═════ EXCERPTED TEXT ═════

By now, you’ve probably received one of the numerous campus-wide emails promoting Princeton Research Day, a new initiative by the University to celebrate student research right here in the Orange Bubble. I must admit that even though I spend a large amount of time talking about my own research for the PCUR blog, I was initially hesitant to apply. It’s odd to think that I feel more pressure having to present my work in layman’s terms to the larger university community compared to presenting to the professors in my department for a grade!
Still, when I stepped back and considered the number of times I’ve talked about my thesis in regular conversation, I felt reassured that I’d be prepared for Princeton Research Day. As a senior, I’ve noticed the standard ice-breaker among my classmates has become “So what are you doing for your thesis?” Even though my thesis is certainly something that’s constantly on my mind, I still have to think about the best way to describe my work in 10 seconds to make it interesting enough for a conversation. It’s hard to get into all the details and nuances of a continuously evolving project (that I’ll spend the entire academic year working on!) while highlighting what’s important and relevant about it.
I think that’s really why Princeton Research Day is appealing to me. This is what research is all about — conveying your work to peers and fellow researchers, who often might not have a good idea of why you’re doing what you are.
These people are less likely to be interested in all the nitty-gritty parts of scholarly inquiry — they want to know why they should care about what you’re doing, and how your research can impact their lives and even humanity as a whole. In the end, research is as much about communication as it is about the research itself, whether it’s science, economics, or English. And it’s up to you to present your research quickly and succinctly in a way that captures public interest.

═════ INFORMATION SHOWN ═════

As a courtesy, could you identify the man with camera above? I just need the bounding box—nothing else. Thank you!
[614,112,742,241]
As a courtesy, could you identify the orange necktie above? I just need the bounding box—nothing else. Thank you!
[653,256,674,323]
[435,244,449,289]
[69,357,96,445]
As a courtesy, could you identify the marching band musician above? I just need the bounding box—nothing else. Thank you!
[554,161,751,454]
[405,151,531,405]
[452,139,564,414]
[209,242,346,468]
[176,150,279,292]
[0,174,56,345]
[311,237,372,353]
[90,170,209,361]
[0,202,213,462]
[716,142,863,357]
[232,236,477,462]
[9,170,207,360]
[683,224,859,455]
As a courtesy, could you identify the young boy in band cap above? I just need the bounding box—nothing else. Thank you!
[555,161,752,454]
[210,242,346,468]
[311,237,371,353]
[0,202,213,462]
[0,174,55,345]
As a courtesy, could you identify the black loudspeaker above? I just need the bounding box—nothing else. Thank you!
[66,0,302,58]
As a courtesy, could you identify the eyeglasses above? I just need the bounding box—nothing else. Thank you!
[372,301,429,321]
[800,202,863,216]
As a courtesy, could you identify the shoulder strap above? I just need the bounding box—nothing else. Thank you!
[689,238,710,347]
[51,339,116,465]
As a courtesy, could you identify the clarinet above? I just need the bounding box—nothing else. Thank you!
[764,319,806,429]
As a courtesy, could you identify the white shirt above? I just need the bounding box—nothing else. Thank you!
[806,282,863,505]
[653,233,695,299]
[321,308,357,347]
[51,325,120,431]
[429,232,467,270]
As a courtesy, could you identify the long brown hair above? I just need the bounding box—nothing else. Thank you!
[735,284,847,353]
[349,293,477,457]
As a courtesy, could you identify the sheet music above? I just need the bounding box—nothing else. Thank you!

═════

Translate this sentence from the post about Princeton Research Day into Spanish: "I think that’s really why Princeton Research Day is appealing to me." The rows have no connection to the post about Princeton Research Day.

RESPONSE TO THIS EXERCISE:
Creo que esa es realmente la razón por la que Princeton Research Day me resulta atractivo.